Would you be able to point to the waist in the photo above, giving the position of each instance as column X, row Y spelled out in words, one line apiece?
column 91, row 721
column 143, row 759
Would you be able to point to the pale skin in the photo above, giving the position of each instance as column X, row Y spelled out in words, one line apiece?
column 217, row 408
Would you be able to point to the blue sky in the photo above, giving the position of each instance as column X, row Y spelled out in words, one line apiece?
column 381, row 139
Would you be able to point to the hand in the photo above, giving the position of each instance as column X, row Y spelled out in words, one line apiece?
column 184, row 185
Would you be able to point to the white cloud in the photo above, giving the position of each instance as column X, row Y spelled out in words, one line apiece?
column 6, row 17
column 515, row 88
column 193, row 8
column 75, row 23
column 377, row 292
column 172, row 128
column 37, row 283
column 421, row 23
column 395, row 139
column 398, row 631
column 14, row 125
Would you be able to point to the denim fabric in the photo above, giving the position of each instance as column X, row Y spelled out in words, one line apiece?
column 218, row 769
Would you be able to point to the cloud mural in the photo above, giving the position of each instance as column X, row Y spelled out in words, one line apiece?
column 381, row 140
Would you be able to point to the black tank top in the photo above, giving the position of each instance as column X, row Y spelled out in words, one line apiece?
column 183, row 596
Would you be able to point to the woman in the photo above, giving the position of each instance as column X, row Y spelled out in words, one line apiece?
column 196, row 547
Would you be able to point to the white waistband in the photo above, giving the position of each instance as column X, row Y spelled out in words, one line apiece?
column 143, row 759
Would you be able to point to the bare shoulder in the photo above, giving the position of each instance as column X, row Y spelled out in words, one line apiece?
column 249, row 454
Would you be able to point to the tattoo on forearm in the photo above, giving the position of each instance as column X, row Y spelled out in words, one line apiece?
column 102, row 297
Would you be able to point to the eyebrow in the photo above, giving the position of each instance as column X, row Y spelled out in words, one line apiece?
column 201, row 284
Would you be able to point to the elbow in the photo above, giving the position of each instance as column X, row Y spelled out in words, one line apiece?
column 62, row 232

—————

> _TASK BRIEF_
Copy all of the data above line for line, changing nothing.

> _FULL SOLUTION_
Would you be able to point to the waist in the photo above, giving the position of each instance as column X, row Y spelled out in words, one line apiece?
column 91, row 721
column 143, row 759
Would you be able to point to the pale skin in the photo above, giving the position of each instance as column X, row Y spelled out in words, one line apiece?
column 217, row 408
Would you be able to point to the blue sky in the photo above, giving the position of each instance as column X, row Y spelled out in words, one line apiece?
column 381, row 139
Would you be able to point to the hand in the photo above, giving the position of each instance as column X, row Y spelled out in words, one line apiece?
column 184, row 185
Would you be able to point to the white cloud in the photo above, giving the position of each instance as column X, row Y spelled out in words, one line apiece?
column 6, row 17
column 515, row 88
column 193, row 8
column 75, row 23
column 377, row 292
column 172, row 128
column 37, row 283
column 421, row 23
column 395, row 139
column 398, row 631
column 14, row 125
Would you be able to point to the denim fabric in the photo above, giving the position of each instance as column X, row Y spelled out in words, one line apiece?
column 218, row 769
Would you be able to point to the cloud mural in the photo above, giving the position of each instance as column X, row Y spelled out in words, one line apiece?
column 381, row 140
Would you be able to point to the black tank top in the photo above, giving the position of each instance as column X, row Y spelled out in words, one line apiece?
column 183, row 596
Would you be able to point to the woman in the photo above, giving the position of each instance as column X, row Y spelled out in words, one line apiece?
column 196, row 547
Would you be able to point to the white waistband in the photo above, giving the position of each instance as column X, row Y spelled out in words, one line apiece?
column 143, row 759
Would you be able to point to the bare shoulder in the photo above, giving the position of each instance as column X, row Y spelled out in words, one line apiece?
column 249, row 454
Would you be able to point to the tattoo on forearm in the photo above, giving the position of each instance as column X, row Y spelled out in words, one line apiece?
column 102, row 297
Would you be able to point to the eyebrow in the photo above, giving the position of each instance as column X, row Y spelled out in words, one line apiece?
column 201, row 284
Would you be able to point to the elbow in the photo above, giving the position of each instance as column X, row Y spelled out in words, one line apiece?
column 62, row 232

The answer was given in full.